Task: Copy out every one of the lines below word for word, but leave the pictures out.

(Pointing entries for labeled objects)
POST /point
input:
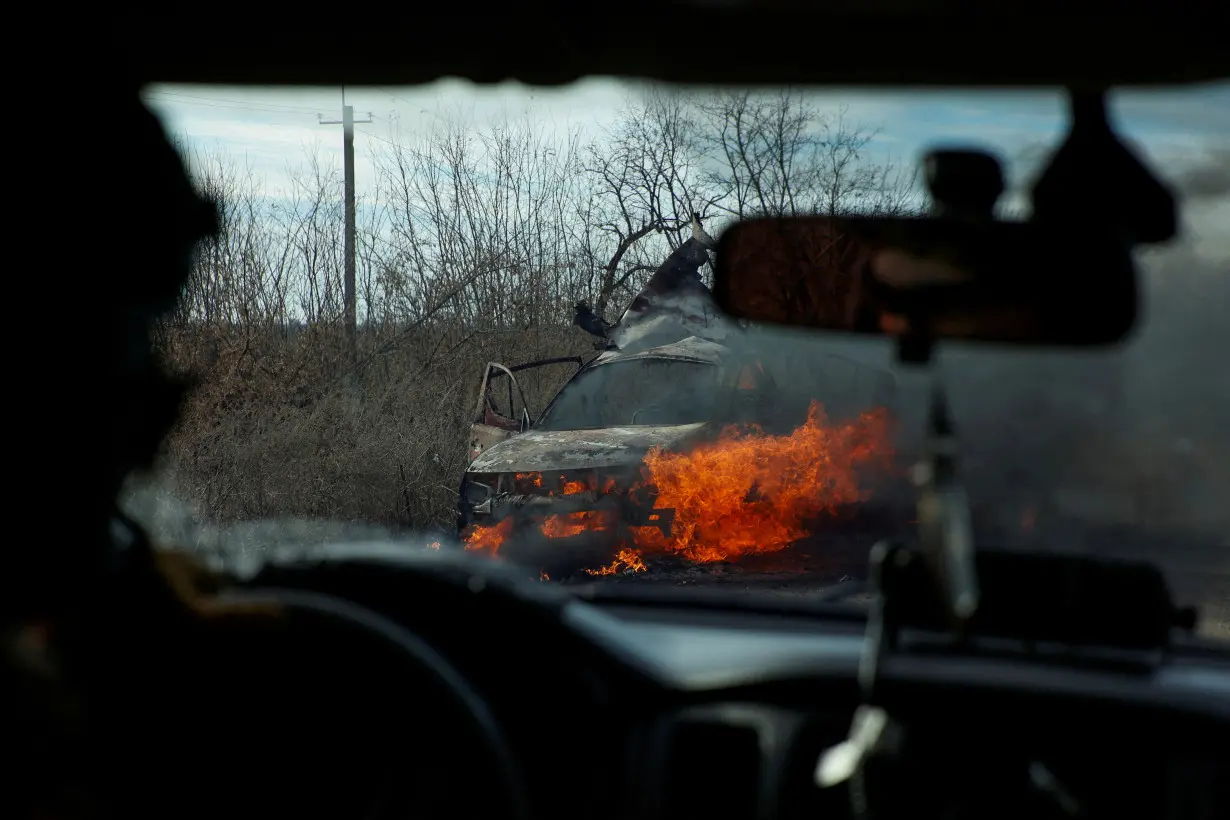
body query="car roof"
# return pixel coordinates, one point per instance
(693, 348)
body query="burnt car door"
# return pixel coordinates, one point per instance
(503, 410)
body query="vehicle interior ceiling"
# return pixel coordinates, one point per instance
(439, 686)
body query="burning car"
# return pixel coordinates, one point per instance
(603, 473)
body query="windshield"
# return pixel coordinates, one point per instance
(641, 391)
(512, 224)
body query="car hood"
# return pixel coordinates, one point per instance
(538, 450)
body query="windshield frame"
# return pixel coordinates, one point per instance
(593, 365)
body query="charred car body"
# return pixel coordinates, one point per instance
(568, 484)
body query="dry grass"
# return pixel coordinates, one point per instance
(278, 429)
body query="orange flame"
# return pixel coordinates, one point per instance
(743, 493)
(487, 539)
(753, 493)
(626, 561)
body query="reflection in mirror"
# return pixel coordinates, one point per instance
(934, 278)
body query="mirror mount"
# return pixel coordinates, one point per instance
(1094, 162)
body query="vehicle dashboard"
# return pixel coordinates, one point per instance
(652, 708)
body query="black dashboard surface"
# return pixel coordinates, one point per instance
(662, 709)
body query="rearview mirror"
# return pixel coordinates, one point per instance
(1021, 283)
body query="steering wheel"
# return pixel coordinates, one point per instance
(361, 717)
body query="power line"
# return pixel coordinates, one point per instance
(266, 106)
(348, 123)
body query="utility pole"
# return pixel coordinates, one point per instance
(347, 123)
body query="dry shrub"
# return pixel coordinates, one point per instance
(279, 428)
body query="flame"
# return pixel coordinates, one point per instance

Correct answer:
POST /point
input:
body query="car roof"
# return pixel coordinates, one point per instance
(693, 348)
body query="burnt car door"
# return pixel coordinates, one point per instance
(503, 410)
body query="vehicle interior ceiling"
# return pixel coordinates, one point per instance
(439, 686)
body query="burning car"
# return pixel coordinates, one point per instance
(603, 473)
body query="windshield"
# return pixel coordinates, one point per instance
(641, 391)
(512, 224)
body query="car hood"
# return pixel coordinates, one point per instance
(538, 450)
body query="windshield frame"
# return pixel coordinates, one point per instance
(593, 365)
body query="charred car body"
# return pixel coordinates, one point per instance
(568, 484)
body query="dry grass"
# return pixel coordinates, one point per instance
(278, 429)
body query="orange flame"
# return pixel coordinates, one point per instance
(743, 493)
(487, 539)
(753, 493)
(626, 561)
body query="reflection in mirror"
# return pixel coordinates, one point per instance
(934, 278)
body query="mirror mount"
# return pixel coordinates, one point per instance
(1094, 162)
body query="vehicle dashboard"
# return pixel coordinates, one point per instance
(652, 708)
body query="black dashboard surface"
# return pixel coordinates, one point per instance
(662, 709)
body query="rearview mirror"
# return pixel coordinates, one point per instance
(1021, 283)
body query="steering wheel"
# return pixel coordinates, one point per instance
(361, 717)
body query="power line"
# return pixel coordinates, one point per instance
(266, 106)
(348, 123)
body query="utility pole"
# return pixel coordinates, one point per instance
(347, 123)
body query="dry shrub"
# return pixel coordinates, one point per instance
(279, 428)
body query="flame"
# return pixel coordinates, one point per instance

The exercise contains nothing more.